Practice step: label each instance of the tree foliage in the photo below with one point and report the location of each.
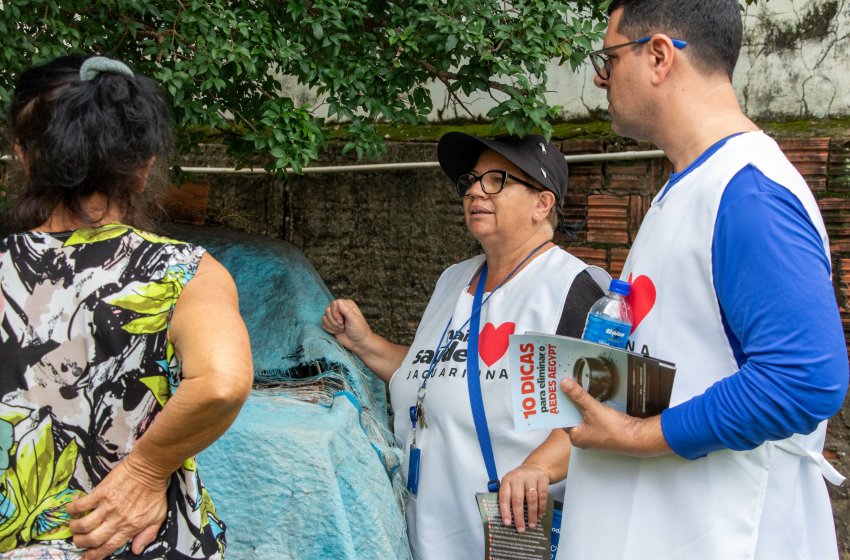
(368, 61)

==

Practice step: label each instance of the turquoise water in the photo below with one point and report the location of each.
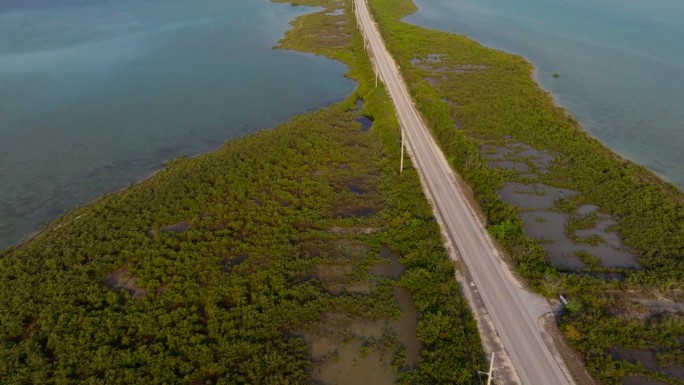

---

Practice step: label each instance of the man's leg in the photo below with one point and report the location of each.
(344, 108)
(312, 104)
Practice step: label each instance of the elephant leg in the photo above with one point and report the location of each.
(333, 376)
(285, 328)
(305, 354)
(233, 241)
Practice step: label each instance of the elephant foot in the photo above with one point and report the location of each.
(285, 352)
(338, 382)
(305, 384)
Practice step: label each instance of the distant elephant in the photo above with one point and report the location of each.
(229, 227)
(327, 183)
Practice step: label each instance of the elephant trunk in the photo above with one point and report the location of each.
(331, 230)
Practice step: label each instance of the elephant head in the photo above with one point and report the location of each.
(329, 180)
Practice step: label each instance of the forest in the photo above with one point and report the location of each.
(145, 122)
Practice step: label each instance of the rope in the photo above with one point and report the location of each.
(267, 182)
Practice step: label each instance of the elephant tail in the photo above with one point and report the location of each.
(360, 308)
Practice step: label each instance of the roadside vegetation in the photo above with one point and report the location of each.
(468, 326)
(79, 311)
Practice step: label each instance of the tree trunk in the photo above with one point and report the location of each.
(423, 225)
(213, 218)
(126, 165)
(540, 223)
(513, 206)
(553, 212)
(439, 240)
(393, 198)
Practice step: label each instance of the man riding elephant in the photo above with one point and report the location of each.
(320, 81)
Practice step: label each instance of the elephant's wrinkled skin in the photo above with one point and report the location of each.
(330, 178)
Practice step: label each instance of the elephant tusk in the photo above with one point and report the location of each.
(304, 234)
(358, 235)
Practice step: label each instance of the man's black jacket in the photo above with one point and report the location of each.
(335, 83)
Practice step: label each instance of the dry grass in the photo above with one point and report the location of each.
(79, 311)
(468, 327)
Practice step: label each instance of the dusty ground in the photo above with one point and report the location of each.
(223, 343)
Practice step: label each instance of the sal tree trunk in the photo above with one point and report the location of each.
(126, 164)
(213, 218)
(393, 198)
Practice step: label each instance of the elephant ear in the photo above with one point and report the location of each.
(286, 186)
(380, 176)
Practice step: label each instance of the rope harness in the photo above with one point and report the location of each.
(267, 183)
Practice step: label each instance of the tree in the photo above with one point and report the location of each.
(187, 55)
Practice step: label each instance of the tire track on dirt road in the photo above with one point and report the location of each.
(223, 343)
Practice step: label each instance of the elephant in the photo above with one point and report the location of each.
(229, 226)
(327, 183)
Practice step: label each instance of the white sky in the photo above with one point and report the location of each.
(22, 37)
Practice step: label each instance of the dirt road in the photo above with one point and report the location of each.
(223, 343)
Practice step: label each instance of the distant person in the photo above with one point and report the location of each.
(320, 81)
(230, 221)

◆ AUFGABENSTELLUNG: Listen Sie alle Zeilen der obigen Datensätze auf, in denen die Zeichenfolge „tree“ vorkommt. Groß- und Kleinschreibung ist dabei zu beachten.

◆ LÖSUNG:
Practice step: label each instance of the tree foliage in the photo below with one point and report the location of each.
Practice step: label each instance of the tree trunk in the photo above with one point and report the location of each.
Practice step: label each instance of the sal tree trunk in the photo above with one point and report the location of each.
Practice step: label each instance of the tree in the photo above with one point and report the location of each.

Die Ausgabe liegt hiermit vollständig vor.